## PROBLEM REQUIREMENTS
Each record needs to be retyped exactly, though its pictures should not appear.

Stored items from a collection
—————

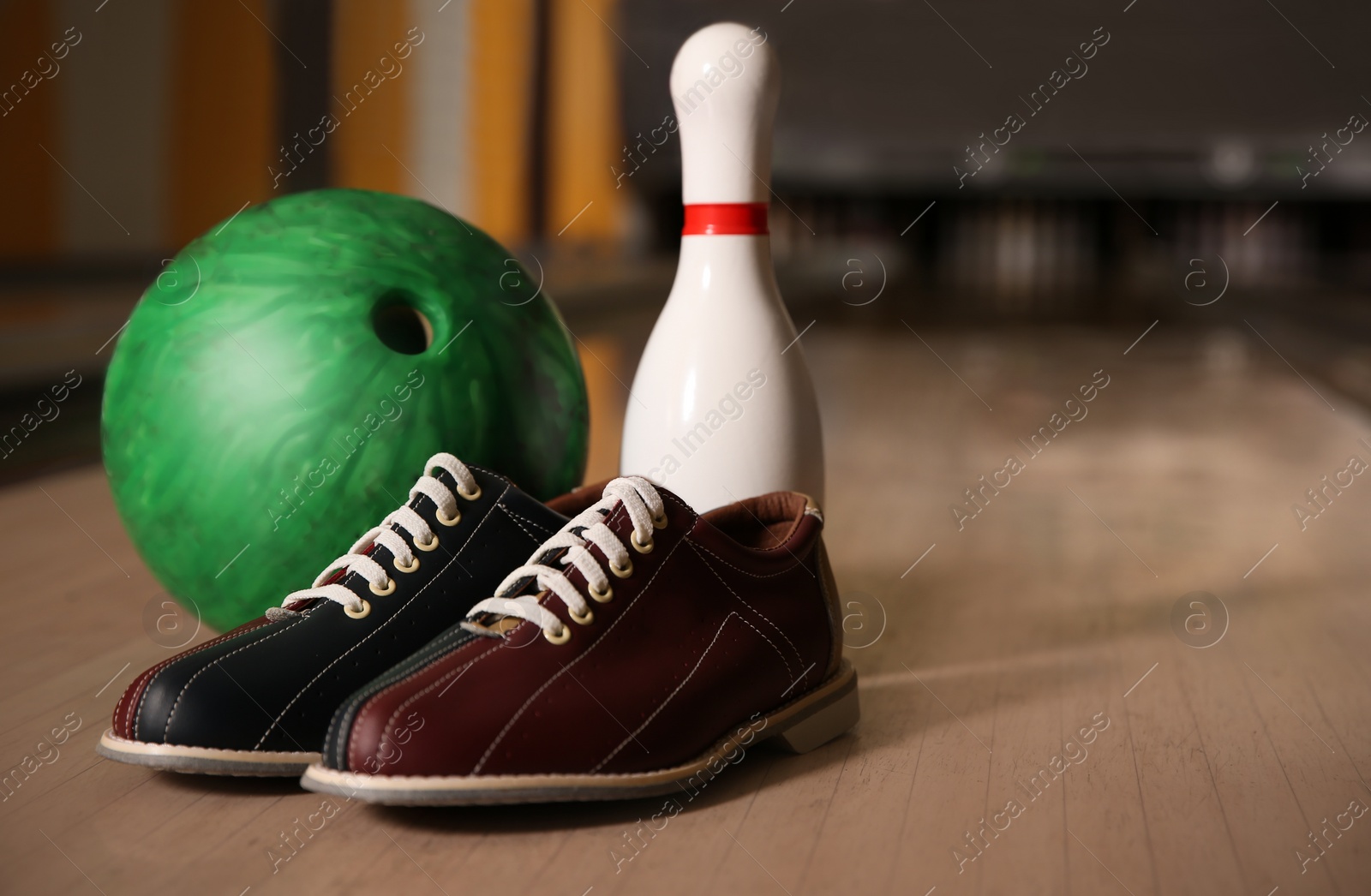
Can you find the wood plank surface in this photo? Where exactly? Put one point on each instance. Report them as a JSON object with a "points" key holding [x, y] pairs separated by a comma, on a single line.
{"points": [[1033, 722]]}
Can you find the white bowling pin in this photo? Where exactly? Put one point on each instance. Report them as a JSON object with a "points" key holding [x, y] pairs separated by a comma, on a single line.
{"points": [[723, 406]]}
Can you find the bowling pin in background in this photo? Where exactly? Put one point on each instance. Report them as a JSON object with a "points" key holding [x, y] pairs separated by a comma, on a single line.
{"points": [[723, 406]]}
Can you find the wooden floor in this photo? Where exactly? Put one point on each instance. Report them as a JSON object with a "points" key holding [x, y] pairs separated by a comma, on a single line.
{"points": [[984, 653]]}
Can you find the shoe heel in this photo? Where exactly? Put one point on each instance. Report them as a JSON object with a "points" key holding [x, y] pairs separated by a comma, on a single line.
{"points": [[823, 725]]}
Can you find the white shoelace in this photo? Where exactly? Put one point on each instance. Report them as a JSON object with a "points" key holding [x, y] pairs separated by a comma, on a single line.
{"points": [[646, 511], [408, 519]]}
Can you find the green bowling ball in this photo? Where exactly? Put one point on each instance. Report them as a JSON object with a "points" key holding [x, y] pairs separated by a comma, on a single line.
{"points": [[281, 384]]}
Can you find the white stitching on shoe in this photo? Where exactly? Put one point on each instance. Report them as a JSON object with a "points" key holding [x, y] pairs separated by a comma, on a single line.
{"points": [[799, 656], [415, 697], [394, 617], [203, 669], [587, 653], [698, 663], [520, 521], [134, 721]]}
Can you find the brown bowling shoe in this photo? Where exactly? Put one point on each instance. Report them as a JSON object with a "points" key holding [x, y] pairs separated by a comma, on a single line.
{"points": [[642, 648]]}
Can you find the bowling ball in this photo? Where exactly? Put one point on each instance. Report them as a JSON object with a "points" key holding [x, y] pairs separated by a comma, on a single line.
{"points": [[281, 384]]}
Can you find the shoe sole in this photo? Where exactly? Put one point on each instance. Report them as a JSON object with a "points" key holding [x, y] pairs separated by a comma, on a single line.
{"points": [[205, 759], [805, 724]]}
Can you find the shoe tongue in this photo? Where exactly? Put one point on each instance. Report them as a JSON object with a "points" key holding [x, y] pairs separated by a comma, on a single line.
{"points": [[493, 625]]}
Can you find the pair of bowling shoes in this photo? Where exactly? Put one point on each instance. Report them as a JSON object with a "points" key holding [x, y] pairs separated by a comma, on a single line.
{"points": [[483, 647]]}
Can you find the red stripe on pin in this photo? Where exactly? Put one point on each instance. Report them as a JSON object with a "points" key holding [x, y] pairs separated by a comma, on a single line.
{"points": [[724, 219]]}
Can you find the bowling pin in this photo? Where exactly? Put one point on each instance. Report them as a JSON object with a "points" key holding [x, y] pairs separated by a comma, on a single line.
{"points": [[723, 406]]}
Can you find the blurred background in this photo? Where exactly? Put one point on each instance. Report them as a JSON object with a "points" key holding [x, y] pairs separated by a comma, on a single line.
{"points": [[978, 164]]}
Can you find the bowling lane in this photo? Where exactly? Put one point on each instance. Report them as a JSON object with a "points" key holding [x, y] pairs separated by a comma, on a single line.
{"points": [[1039, 715]]}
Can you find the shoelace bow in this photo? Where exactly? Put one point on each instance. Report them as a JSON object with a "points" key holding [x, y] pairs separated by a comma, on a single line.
{"points": [[387, 537], [646, 511]]}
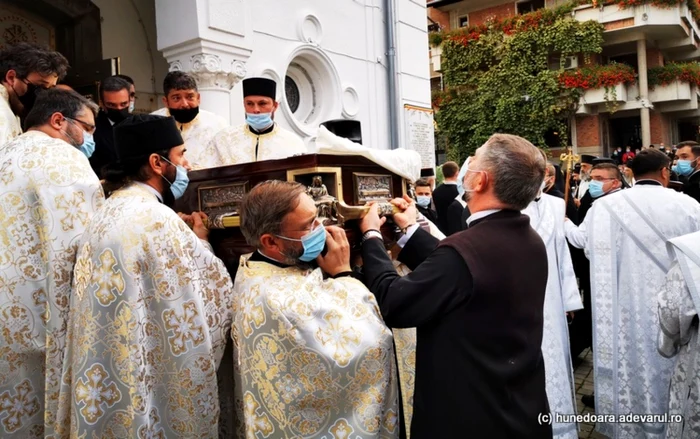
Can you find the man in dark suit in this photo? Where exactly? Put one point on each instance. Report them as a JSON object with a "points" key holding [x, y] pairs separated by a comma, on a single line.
{"points": [[424, 200], [688, 166], [446, 193], [115, 101], [476, 299]]}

—————

## TASK RESPONSE
Can you find the wood plank surface in this photo? Where exactly? Put one point on each instance. Report them as a JSON object with a "points" key holding [x, y] pairs separated by a comma, on a single line.
{"points": [[1033, 722]]}
Can you find the white bowling pin in this photo? Where exactly? Put one point on each instance. Report them as a JSON object with a "points" key holding [x, y] pairs separated by a comma, on a single line.
{"points": [[723, 406]]}
Can you find the bowling pin in background in this photo? Where exactly? Put one point on each instance. Report them as a JSON object with a "points" key holding [x, y] pairs separated by a comma, on a single line.
{"points": [[723, 406]]}
Can you find the wooden floor in this photo? Where exactly? Put one point on each instance. Report them as a JSON object with a "points" key holding [x, y] pairs separated by a comma, on a single line.
{"points": [[984, 653]]}
Can you find the shoe heel in this photo? Where exactly? Put one point on each instance. Report them as a JSON object with a "points" key holding [x, y] pairs separated by a comma, on a single line.
{"points": [[823, 725]]}
Can you find the white shoelace in this photo? Where exactly? Put one point on each instance. Report them as a JSON object with a "points" key holding [x, y] pairs separated by a comma, on a single line.
{"points": [[646, 511], [408, 519]]}
Can you find the green bowling ball in this photo? Where exactly? Put one point on each instance. Report them as a JSON object with a "points" key holding [x, y] pairs separated by a comma, on a single line.
{"points": [[281, 384]]}
Can you find the white stitching on shoe in this photo? Where exactly? Put one point on each instance. Report them as a JSON object with a "points" key holding [x, y] pairs separated by a comma, on a single line.
{"points": [[799, 656], [415, 697], [394, 617], [203, 669], [587, 653], [698, 663], [520, 521], [134, 721]]}
Can you find the brown bowling shoe in this photo? Where exactly? Put one point on each instance. Report them as a JSON object with a "points" key holding [x, y] pairs separated by a comma, on a single line.
{"points": [[642, 648]]}
Can you find the bowling ball in this photo? Where exactly? Put one point on each instance. Report them as a JSON object with a "points" key holding [x, y] pairs separated by a comma, on a single line.
{"points": [[281, 384]]}
Can you find the shoe sole in this photo? Where exactly? Put one point on each instance. Report them as a JSON object with a "points" key holding [x, y] pairs separated by a comma, on a single line.
{"points": [[205, 759], [805, 724]]}
Can you find the shoe tongue in this photo? Where exactly? Put one point on each instance. Report them as a JSON object with a "points" key holding [x, y] pairs separated by a comma, on a single line.
{"points": [[493, 625]]}
Can you find the pair of bowling shoes in this photo? Where exactly? Put one point on each instance. Report them as a JSON object with a "points" key holding [x, y] pairs separated by a comma, on a single line.
{"points": [[483, 647]]}
Can you find the red stripe on pin in this photo? Where exactly? Put one point on each instance. Report them as a JSON object with a "points" key holding [x, y] pairs separated by a comma, on a single line.
{"points": [[724, 219]]}
Can you find the bowling pin in this photo? Where exactly? Put one point on each instance. Report them as a JSON object with a "points" key holding [x, y] pairs separated by a comma, on a single line.
{"points": [[723, 406]]}
Can you find the blurred background in this photo? Where exactly? Put one point on each instance. Report them as a JSON object with a "points" key holding [x, y] pairs separated by a comma, on a single line.
{"points": [[978, 164]]}
Can you find the bowling lane in this photo? Where exactly? Put one point on each instance. Report them as a JSON object with a "points" key holding [x, y] pairs separated by a comma, on a single line.
{"points": [[1039, 715]]}
Can you find the shoelace bow in this photo? Where exactly? Put one point on each instance. Report them as a JSON object with a "points" key holding [x, y] pairs separated by a comma, on a single line.
{"points": [[387, 537], [646, 511]]}
Can you find the man in dark suit in this photo? Where exactly? Put one point on each instance. Report them as a JSON object with a "points" key holding [x, y] pairs separated by a comma, on a single line.
{"points": [[424, 200], [688, 166], [446, 193], [115, 101], [476, 299]]}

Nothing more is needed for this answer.